--- start of Dataset entries ---

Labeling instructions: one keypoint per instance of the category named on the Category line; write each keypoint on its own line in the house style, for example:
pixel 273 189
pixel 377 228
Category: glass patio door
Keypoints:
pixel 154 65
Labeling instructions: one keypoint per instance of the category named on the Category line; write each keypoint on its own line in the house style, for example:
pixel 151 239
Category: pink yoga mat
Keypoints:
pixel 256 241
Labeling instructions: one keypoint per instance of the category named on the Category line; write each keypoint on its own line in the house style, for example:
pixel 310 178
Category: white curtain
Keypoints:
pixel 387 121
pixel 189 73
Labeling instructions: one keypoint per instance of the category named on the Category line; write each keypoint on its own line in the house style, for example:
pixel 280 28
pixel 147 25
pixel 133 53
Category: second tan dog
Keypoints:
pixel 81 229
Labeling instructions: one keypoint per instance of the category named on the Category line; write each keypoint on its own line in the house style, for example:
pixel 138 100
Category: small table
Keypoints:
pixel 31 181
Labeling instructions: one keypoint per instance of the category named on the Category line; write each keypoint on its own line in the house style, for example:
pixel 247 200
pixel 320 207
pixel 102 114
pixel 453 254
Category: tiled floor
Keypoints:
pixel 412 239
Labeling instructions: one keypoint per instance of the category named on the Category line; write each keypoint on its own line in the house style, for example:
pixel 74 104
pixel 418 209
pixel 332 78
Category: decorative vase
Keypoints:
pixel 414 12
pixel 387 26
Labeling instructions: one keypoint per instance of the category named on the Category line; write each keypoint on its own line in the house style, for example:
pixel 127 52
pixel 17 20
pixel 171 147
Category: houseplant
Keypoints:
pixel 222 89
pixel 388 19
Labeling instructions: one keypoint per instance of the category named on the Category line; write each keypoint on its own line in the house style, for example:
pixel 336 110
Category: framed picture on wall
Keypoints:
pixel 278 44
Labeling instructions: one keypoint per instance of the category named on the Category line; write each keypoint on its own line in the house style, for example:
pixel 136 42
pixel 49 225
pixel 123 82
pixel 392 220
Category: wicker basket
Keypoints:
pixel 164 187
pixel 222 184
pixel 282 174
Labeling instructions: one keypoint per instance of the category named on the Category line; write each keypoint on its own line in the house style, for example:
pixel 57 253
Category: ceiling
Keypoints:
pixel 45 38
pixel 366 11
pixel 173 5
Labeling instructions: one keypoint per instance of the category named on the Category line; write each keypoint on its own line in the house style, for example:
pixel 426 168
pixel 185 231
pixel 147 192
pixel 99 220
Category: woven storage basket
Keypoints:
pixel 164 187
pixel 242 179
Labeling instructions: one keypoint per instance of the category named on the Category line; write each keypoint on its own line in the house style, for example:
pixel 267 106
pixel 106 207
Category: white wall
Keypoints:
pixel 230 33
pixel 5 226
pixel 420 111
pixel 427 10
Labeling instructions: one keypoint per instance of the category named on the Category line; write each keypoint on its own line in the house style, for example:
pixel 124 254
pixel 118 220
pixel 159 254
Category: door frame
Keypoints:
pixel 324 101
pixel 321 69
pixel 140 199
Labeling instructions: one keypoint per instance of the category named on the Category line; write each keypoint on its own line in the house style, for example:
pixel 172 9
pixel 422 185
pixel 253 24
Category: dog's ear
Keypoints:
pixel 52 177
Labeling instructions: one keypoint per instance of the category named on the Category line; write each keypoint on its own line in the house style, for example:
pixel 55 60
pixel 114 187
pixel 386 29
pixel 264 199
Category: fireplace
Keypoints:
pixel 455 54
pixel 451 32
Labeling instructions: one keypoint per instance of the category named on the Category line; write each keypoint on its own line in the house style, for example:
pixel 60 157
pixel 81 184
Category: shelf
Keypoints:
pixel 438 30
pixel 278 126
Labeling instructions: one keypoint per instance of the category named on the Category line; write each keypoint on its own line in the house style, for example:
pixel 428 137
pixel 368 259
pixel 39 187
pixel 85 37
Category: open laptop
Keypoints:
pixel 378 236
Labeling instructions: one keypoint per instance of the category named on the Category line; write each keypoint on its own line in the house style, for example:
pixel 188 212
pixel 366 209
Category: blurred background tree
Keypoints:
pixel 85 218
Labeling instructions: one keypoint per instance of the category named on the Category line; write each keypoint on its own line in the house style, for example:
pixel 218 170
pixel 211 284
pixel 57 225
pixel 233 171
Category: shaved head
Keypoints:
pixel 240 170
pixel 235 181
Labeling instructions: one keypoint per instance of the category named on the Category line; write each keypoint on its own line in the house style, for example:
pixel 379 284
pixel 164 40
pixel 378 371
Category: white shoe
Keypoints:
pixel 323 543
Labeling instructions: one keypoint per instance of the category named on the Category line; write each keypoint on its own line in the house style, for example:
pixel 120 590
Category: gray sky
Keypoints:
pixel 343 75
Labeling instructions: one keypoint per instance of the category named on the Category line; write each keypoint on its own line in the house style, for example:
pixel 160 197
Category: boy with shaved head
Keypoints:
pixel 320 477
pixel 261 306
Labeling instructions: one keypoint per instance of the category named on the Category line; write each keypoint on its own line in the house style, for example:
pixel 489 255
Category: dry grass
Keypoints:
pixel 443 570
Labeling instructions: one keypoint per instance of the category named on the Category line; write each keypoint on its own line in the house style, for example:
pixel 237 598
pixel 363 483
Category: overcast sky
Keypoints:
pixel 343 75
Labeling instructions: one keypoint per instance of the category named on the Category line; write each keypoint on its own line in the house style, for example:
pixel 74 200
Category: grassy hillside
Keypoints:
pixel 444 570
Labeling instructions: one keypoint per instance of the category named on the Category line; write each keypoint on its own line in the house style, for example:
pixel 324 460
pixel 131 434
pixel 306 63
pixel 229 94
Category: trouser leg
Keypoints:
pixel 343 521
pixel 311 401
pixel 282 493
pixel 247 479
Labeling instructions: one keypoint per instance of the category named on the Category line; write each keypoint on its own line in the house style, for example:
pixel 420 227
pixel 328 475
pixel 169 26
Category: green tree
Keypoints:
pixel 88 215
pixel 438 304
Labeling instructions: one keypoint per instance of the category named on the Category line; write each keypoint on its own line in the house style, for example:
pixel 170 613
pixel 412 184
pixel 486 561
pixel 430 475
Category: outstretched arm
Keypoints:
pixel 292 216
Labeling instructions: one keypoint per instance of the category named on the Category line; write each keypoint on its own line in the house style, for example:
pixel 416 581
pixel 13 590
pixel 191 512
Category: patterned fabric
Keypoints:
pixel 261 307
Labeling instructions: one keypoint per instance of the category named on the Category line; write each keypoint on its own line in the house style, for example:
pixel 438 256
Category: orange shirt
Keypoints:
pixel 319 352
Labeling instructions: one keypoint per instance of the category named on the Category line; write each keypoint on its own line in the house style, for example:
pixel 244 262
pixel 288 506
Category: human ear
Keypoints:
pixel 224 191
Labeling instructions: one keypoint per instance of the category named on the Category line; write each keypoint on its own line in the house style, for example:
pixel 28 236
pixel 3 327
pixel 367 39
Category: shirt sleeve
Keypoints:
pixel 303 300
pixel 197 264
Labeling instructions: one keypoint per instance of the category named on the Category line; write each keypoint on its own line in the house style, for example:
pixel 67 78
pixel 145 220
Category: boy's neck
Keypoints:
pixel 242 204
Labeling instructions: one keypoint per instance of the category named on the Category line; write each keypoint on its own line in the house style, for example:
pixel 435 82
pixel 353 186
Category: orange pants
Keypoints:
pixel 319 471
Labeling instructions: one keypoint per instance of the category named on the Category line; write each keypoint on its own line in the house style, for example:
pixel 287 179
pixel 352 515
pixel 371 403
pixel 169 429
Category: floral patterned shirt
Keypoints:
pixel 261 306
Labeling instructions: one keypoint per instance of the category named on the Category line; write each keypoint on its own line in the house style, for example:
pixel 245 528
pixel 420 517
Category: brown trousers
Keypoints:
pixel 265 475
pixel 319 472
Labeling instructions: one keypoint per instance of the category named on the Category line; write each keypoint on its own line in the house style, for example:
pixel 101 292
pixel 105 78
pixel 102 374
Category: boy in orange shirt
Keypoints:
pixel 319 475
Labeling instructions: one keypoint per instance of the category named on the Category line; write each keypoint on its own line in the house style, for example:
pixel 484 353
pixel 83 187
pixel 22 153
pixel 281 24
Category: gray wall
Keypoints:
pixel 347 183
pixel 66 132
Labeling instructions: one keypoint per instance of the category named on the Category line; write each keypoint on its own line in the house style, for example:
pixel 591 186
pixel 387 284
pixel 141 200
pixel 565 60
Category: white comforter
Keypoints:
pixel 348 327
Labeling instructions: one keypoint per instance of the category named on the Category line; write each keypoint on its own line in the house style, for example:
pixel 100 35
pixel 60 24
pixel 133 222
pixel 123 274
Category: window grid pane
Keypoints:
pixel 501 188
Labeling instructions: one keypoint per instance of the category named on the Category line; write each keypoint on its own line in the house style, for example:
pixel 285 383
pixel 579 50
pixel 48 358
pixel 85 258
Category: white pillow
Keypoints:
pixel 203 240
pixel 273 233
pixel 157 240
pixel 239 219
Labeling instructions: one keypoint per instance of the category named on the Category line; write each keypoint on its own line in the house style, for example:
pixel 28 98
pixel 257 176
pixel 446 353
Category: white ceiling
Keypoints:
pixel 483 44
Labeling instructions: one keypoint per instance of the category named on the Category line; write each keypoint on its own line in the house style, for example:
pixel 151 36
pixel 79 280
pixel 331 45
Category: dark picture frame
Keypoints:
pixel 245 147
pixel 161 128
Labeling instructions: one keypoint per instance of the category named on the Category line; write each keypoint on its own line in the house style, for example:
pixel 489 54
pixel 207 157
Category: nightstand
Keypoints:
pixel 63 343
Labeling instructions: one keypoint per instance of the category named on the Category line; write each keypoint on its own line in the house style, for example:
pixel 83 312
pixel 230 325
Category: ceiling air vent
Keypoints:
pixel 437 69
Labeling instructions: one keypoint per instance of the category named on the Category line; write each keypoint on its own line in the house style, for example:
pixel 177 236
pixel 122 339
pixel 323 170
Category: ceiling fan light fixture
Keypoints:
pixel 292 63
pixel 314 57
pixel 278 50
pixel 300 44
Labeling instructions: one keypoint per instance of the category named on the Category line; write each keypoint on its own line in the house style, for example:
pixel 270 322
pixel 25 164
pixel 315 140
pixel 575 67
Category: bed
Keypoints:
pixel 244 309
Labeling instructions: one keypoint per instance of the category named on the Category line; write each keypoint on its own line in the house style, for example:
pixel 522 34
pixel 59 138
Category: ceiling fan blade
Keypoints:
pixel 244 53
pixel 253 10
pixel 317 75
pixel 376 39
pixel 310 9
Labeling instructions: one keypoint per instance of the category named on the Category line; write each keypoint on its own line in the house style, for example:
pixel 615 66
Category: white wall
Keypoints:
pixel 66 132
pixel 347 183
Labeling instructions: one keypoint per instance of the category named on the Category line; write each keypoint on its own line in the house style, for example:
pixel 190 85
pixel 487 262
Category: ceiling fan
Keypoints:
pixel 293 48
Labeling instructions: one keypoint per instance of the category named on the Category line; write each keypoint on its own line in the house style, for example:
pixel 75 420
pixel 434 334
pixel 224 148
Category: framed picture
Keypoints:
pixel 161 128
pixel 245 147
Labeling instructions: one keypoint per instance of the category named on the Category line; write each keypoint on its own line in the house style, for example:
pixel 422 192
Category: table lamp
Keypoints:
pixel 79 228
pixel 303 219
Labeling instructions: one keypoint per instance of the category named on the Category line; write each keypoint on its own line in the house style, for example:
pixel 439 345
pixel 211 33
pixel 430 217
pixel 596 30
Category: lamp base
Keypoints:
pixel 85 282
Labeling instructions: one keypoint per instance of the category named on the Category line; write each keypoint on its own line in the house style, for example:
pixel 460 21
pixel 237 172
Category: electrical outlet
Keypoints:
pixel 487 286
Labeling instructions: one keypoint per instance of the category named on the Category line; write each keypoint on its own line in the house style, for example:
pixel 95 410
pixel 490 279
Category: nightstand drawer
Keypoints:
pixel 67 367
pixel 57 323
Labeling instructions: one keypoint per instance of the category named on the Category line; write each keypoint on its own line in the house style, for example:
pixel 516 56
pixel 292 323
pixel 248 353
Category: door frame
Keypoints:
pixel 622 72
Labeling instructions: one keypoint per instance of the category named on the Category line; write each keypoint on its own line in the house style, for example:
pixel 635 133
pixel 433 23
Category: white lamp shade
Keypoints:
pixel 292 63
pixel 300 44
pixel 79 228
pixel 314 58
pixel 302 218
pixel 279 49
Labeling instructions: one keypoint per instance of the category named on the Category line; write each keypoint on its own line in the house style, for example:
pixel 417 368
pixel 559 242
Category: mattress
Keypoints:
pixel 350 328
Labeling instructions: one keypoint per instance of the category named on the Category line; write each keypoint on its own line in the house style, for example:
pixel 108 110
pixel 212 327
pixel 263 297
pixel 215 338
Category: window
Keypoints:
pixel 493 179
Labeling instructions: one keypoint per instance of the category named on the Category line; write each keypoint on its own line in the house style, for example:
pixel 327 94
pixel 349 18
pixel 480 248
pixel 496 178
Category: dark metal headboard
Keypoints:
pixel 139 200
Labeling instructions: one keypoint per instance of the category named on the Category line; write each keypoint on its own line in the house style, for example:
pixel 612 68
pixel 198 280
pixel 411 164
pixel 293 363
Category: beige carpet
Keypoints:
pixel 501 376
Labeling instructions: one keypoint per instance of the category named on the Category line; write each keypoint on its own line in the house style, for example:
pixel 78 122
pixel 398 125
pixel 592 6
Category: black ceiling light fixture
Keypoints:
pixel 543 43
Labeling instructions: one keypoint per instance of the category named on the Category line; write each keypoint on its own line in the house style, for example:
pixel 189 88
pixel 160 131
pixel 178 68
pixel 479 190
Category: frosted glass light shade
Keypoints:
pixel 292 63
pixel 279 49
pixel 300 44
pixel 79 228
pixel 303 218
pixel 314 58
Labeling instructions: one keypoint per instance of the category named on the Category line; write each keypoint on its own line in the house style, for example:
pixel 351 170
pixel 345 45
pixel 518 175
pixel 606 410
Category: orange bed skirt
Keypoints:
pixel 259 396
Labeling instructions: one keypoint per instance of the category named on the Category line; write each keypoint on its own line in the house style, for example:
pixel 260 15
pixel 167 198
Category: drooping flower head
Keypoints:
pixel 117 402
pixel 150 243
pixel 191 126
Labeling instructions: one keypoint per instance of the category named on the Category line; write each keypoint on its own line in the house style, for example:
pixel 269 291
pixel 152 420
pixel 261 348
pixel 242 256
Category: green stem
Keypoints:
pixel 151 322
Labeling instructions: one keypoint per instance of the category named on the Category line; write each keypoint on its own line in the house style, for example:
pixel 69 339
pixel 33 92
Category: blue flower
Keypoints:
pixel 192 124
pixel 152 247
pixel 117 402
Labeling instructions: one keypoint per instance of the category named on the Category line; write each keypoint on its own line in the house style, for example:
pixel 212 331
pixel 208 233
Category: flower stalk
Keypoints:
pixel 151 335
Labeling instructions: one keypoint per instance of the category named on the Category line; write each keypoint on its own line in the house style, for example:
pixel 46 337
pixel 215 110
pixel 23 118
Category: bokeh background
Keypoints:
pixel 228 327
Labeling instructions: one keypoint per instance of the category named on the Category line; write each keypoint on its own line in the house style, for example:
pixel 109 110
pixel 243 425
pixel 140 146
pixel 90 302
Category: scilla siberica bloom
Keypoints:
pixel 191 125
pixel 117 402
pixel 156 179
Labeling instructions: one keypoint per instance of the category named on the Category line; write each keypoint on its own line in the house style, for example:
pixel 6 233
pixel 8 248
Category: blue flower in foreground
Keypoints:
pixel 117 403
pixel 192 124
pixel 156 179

--- end of Dataset entries ---

▸ What you need to do
Render the stretch of the data from its first line through the line containing "pixel 278 44" as a Markdown table with two columns, Row and Line. Give each line its own row number and leave out blank lines.

▸ Solution for this task
| Row | Line |
|---|---|
| 1 | Labeling instructions: one keypoint per instance of the category named on the Category line; write each keypoint on its own line in the house style, for example: |
| 2 | pixel 273 189 |
| 3 | pixel 377 228 |
| 4 | Category: glass patio door |
| 5 | Keypoints: |
| 6 | pixel 154 65 |
| 7 | Labeling instructions: one keypoint per instance of the category named on the Category line; write each keypoint on its own line in the house style, for example: |
| 8 | pixel 151 239 |
| 9 | Category: pink yoga mat |
| 10 | Keypoints: |
| 11 | pixel 256 241 |
| 12 | Labeling instructions: one keypoint per instance of the category named on the Category line; write each keypoint on its own line in the house style, for example: |
| 13 | pixel 310 178 |
| 14 | Category: white curtain |
| 15 | Keypoints: |
| 16 | pixel 387 121 |
| 17 | pixel 189 73 |
| 18 | Labeling instructions: one keypoint per instance of the category named on the Category line; write each keypoint on its own line in the house style, for example: |
| 19 | pixel 280 28 |
| 20 | pixel 147 25 |
| 21 | pixel 133 53 |
| 22 | Category: second tan dog |
| 23 | Keypoints: |
| 24 | pixel 81 229 |
| 25 | Labeling instructions: one keypoint per instance of the category named on the Category line; write each keypoint on its own line in the house style, for example: |
| 26 | pixel 138 100 |
| 27 | Category: small table |
| 28 | Keypoints: |
| 29 | pixel 31 181 |
| 30 | Labeling instructions: one keypoint per instance of the category named on the Category line; write each keypoint on its own line in the house style, for example: |
| 31 | pixel 247 200 |
| 32 | pixel 320 207 |
| 33 | pixel 102 114 |
| 34 | pixel 453 254 |
| 35 | Category: tiled floor |
| 36 | Keypoints: |
| 37 | pixel 412 239 |
| 38 | Labeling instructions: one keypoint per instance of the category named on the Category line; write each keypoint on its own line in the house style, for example: |
| 39 | pixel 74 104 |
| 40 | pixel 418 209 |
| 41 | pixel 332 78 |
| 42 | Category: decorative vase |
| 43 | Keypoints: |
| 44 | pixel 414 12 |
| 45 | pixel 387 26 |
| 46 | Labeling instructions: one keypoint per instance of the category named on the Category line; write each keypoint on its own line in the house style, for example: |
| 47 | pixel 127 52 |
| 48 | pixel 17 20 |
| 49 | pixel 171 147 |
| 50 | Category: houseplant |
| 51 | Keypoints: |
| 52 | pixel 222 89 |
| 53 | pixel 388 19 |
| 54 | Labeling instructions: one keypoint per instance of the category named on the Category line; write each keypoint on its own line in the house style, for example: |
| 55 | pixel 336 110 |
| 56 | Category: framed picture on wall |
| 57 | Keypoints: |
| 58 | pixel 278 44 |